- _Short task_: Echo the lines of the material below, starting at the line containing "floor, outputting a bounding box per occurrence." and ending at the line containing "[496,228,568,237]", both included.

- _Dataset items_:
%%

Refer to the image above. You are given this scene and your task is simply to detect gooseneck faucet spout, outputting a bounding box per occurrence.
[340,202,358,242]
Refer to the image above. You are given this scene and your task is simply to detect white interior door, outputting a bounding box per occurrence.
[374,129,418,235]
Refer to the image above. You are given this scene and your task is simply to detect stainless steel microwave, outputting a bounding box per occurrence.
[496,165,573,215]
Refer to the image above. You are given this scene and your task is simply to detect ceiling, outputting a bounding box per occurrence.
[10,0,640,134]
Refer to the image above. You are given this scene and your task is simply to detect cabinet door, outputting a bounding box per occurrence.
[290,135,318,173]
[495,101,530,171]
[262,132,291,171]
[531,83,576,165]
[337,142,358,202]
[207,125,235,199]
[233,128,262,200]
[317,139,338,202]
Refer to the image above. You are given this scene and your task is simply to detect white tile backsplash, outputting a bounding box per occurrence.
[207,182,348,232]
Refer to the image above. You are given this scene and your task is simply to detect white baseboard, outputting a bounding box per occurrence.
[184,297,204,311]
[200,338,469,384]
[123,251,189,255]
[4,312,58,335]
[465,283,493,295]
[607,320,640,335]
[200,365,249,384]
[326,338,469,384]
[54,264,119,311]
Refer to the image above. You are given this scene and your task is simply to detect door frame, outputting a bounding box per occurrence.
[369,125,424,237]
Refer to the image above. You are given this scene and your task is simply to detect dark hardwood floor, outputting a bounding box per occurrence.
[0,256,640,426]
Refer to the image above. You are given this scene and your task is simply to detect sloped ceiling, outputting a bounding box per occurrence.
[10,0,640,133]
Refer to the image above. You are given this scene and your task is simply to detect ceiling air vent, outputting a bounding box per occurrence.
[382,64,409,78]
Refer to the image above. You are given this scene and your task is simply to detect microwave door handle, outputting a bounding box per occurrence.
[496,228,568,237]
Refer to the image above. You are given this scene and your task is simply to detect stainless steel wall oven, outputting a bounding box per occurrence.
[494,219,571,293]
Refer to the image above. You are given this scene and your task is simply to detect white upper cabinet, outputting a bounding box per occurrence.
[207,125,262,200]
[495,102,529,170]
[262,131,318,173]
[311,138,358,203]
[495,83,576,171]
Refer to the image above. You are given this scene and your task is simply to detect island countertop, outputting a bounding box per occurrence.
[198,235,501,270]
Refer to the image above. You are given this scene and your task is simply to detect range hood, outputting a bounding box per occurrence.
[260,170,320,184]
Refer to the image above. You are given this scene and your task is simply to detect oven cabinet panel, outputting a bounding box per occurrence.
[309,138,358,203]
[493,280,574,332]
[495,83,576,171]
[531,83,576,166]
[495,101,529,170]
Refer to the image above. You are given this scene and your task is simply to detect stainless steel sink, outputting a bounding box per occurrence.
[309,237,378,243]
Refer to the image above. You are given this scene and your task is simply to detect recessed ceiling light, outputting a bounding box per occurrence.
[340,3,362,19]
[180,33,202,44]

%%

- _Completed task_:
Refer to the image above. You are given this scene and your task is simply to detect dark hardwood floor, outputting a bounding box per occurrence.
[0,256,640,426]
Refer to the image above. You are given this scene and your task is simply to detect sloped ceiling, outputting a bounding box per occurrence.
[10,0,640,133]
Refer to the image above. You are given this scene and your task is simply to detect ceiling air vent, outputting a bounding box per occurrence.
[382,64,409,78]
Refer to the image above. You are given this scene and your task is simply to detect microwave door handle, outputting a bounding box per occurrence.
[496,228,568,237]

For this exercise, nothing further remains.